▶ Work request 1
List every scandal that the passage about Ronen Bergman says he exposed during his career.
▶ Work request 2
Write the next part of the passage about Ronen Bergman, picking up after its last sentence.

Israeli investigative journalist

Ronen Bergman (רונן ברגמן) is an Israeli investigative journalist and author. He is a staff writer for The New York Times Magazine, based in Tel Aviv, and a senior political and military analyst for Yedioth Ahronoth.

He previously wrote for Haaretz.

His work contributed to The New York Times ' 2024 Pulitzer Prize win for its coverage of the Gaza war.

==Biography==
Bergman's parents were both Holocaust survivors.

Bergman did his military service in the Israel Defense Forces in the intelligence unit of the Military Police Corps. After his military service, he studied law at the University of Haifa, graduated cum laude, and was admitted to the Israel Bar Association. He later studied at Corpus Christi College, Cambridge, in the United Kingdom, where he received a Master of Philosophy in international relations and a PhD in history. His PhD thesis was titled "Israel and Africa: military and intelligence liaisons".

== Career as a journalist ==
Bergman has written in the weekly HaOlam HaZeh, in Shoken network locales and in Haaretz, and since 2000 he has been writing in the "7 Days" supplement of Yedioth Ahronoth, and is a part of the editorial team of the newspaper.

Bergman is an expert on intelligence, security, terrorism and the Middle East. He is a lecturer at various forums in Israel and the United States. During his career, he has exposed a number of scandals, including failures at the Abu Kabir Forensic Institute, Nahum Manbar's connections to the Iranian arms industry, Yasser Arafat's secret bank account, the case of the broken smallpox vaccines prepared for the Gulf War, and Teddy Kollek's connections with British intelligence.

A topic that Bergman dealt with for many years was the senior Egyptian source who reported the plans for the Yom Kippur War to the head of the Mossad, Zvi Zamir, and was nicknamed "Babylon" by Bergman. Following Bergman's and other journalists' exposure, it became known that the man was Ashraf Marwan.

▶ Dataset content
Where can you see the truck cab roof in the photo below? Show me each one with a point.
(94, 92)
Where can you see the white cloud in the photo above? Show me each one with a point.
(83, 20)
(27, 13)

▶ Output 1
- Failures at the Abu Kabir Forensic Institute
- Nahum Manbar's connections to the Iranian arms industry
- Yasser Arafat's secret bank account
- The case of the broken smallpox vaccines prepared for the Gulf War
- Teddy Kollek's connections with British intelligence

▶ Output 2
In 2018, Bergman joined The New York Times Magazine as a staff writer after having been a contributing writer to the magazine for several years. He serves as one of The New York Timess correspondents in Tel Aviv and covers the Middle East.

== Books ==
- Authority Granted, 2002
- Moment of Truth, 2003
- Point Of No Return, 2007
- The Secret War With Iran, 2008
- By Any Means Necessary, 2009
- Operation Red Falcon, 2015
- Rise and Kill First: The Secret History of Israel's Targeted Assassinations, 2018

== Awards and recognition ==
Bergman won several journalism awards:
- 1995 B'nai B'rith Worlds Center Award for Journalism
- 1996 Haaretz award for Best Story.
- 2017 Sokolov Prize for "a series of important and courageous journalistic exposures starting from what was done at the Abu Kabir Forensic Institute to the scandal of the dangerous vaccines against smallpox, the disclosure of the communication tapes of the Yom Kippur War and the recent conversations with the former head of the Mossad Meir Dagan."
- 2017 Paul Harris prize.
- 2021 special commendation by the Asian Media Owners Association.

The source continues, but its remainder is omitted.